> [AUFGABEN]:
**a.** Gib den Forumsbeitrag zur Installationsschlaufe bei Debian von „# Installationsschlaufe bei“ bis „Konfiguriere das Grundsystem...“ wortgetreu wieder.
**b.** Wie lange wurde laut dem Forumsbeitrag zur Installationsschlaufe bei Debian gewartet, bis die restlichen Teile heruntergeladen waren?
**c.** Setze den Forumsbeitrag zur Installationsschlaufe bei Debian nach seiner letzten gezeigten Zeile fort.

> [TEXTAUSZUG]:
┄┄┄┄┄┄┄┄┄┄┄┄┄┄┄┄┄┄┄┄
# Installationsschlaufe bei Debian



## needcoffee (12. September 2004)

Hallo Leute,

habe mir  Debian "sarge" Netinstallation runtergeladen, gebrannt und installiert -> 4 1/2 Stunden gewartet (256k  ) bis die restlichen Teile gesaugt waren und wollte die Installation zu Ende führen, da bekomme ich diese Meldung:

info: Switching console charset mapping to ISO-8859-1
info: Switching console charset mapping to ISO-8859-15
Konfiguriere das Grundsystem...
┄┄┄┄┄┄┄┄┄┄┄┄┄┄┄┄┄┄┄┄
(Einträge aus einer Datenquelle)

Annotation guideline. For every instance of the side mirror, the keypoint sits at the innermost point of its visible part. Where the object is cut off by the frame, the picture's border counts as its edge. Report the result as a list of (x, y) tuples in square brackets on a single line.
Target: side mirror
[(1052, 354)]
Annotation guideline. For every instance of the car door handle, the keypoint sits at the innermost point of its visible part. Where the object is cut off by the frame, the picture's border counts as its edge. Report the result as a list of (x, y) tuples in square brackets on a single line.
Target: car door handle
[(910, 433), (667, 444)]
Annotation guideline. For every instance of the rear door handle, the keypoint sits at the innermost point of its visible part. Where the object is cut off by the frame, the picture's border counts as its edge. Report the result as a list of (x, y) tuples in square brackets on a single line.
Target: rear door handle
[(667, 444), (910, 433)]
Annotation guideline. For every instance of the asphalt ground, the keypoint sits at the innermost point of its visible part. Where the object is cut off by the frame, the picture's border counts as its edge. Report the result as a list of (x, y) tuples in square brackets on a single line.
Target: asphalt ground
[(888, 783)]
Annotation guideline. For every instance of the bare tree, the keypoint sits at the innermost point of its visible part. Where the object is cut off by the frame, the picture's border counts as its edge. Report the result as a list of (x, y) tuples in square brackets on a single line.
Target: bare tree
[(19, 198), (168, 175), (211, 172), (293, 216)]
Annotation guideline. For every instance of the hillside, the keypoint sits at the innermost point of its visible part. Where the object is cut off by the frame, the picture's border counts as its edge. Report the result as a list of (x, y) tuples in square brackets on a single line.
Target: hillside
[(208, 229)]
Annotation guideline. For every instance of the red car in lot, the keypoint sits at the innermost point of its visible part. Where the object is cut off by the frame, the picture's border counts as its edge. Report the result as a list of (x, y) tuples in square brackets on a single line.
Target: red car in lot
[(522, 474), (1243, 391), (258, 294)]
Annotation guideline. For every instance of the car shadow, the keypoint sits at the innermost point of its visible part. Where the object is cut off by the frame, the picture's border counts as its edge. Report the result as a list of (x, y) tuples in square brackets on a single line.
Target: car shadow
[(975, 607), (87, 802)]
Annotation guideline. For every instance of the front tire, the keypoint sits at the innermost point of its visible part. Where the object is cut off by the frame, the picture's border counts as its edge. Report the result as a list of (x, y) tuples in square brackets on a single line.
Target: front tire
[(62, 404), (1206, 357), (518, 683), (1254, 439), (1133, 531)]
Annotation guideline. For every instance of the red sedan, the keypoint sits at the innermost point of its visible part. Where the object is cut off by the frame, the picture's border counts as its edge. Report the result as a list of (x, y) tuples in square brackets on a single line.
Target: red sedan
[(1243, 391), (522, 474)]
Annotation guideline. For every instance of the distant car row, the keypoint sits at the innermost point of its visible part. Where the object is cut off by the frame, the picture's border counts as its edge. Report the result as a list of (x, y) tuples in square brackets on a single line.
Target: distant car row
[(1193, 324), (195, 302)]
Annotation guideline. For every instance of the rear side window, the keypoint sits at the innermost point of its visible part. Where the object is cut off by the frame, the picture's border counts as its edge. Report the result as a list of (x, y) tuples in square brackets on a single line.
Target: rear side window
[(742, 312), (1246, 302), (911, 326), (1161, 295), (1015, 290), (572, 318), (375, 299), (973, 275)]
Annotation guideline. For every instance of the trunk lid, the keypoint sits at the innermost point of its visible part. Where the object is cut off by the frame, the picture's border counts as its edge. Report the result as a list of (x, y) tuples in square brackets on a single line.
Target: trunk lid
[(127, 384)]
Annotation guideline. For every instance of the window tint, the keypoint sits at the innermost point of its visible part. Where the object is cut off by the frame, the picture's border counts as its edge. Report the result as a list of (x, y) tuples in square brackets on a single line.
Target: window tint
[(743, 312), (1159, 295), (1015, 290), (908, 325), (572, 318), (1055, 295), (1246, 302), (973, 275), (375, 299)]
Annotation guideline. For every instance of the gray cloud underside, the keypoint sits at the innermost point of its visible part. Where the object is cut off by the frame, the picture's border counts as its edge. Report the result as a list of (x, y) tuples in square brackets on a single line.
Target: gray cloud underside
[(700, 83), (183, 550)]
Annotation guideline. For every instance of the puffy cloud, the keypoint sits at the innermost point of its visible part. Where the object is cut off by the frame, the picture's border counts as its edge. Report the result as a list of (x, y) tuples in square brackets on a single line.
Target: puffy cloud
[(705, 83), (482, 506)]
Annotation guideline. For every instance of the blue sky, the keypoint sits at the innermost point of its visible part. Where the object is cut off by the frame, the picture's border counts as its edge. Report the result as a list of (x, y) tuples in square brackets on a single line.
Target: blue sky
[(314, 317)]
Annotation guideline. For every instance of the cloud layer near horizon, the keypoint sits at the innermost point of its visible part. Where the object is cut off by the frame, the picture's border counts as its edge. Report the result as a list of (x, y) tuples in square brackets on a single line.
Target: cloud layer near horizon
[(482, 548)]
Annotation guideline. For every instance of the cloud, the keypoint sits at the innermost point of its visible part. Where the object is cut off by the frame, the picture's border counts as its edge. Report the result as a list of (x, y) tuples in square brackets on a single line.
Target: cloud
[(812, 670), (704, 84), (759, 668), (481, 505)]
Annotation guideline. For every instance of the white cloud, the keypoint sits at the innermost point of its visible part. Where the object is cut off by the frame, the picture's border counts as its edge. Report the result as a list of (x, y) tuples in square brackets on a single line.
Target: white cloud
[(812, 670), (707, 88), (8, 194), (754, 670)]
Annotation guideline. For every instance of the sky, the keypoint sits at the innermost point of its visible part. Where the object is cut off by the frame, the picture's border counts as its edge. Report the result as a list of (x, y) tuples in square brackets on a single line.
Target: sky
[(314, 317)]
┄┄┄┄┄┄┄┄┄┄┄┄┄┄┄┄┄┄┄┄
> [LÖSUNGEN JE AUFGABE]:
**a.**
# Installationsschlaufe bei Debian



## needcoffee (12. September 2004)

Hallo Leute,

habe mir  Debian "sarge" Netinstallation runtergeladen, gebrannt und installiert -> 4 1/2 Stunden gewartet (256k  ) bis die restlichen Teile gesaugt waren und wollte die Installation zu Ende führen, da bekomme ich diese Meldung:

info: Switching console charset mapping to ISO-8859-1
info: Switching console charset mapping to ISO-8859-15
Konfiguriere das Grundsystem...

**b.** 4 1/2 Stunden.

**c.**
Use of uninitialized value in join or string at /use/share/perl5/Debconf/DbDrive
r/Stack.pm line 83
Use of uninitialized value in join or string at /use/share/perl5/Debconf/DbDrive
r/Stack.pm line 83
Use of uninitialized value in join or string at /use/share/perl5/Debconf/DbDrive
r/Stack.pm line 83
Use of uninitialized value in join or string at /use/share/perl5/Debconf/DbDrive
r/Stack.pm line 83
Use of uninitialized value in join or string at /use/share/perl5/Debconf/DbDrive
r/Stack.pm line 83
info: Switching console charset mapping to ISO-8859-1
INIT Id "1" respawning too fast: disabled for 5 minutes

Nach 5 Minuten (steht ja da) macht er weiter und endet bei der gleichen Meldung. Habe das mal 15 Minuten laufen lassen, aber immer das selbe! Hat da jemand vielleicht eine Ahnung wie ich das umgehen kann o. ä.? Vielleicht im "Recovery-Modus" mit nem bestimmten Parameter?

Danke schonmal,

needcoffee...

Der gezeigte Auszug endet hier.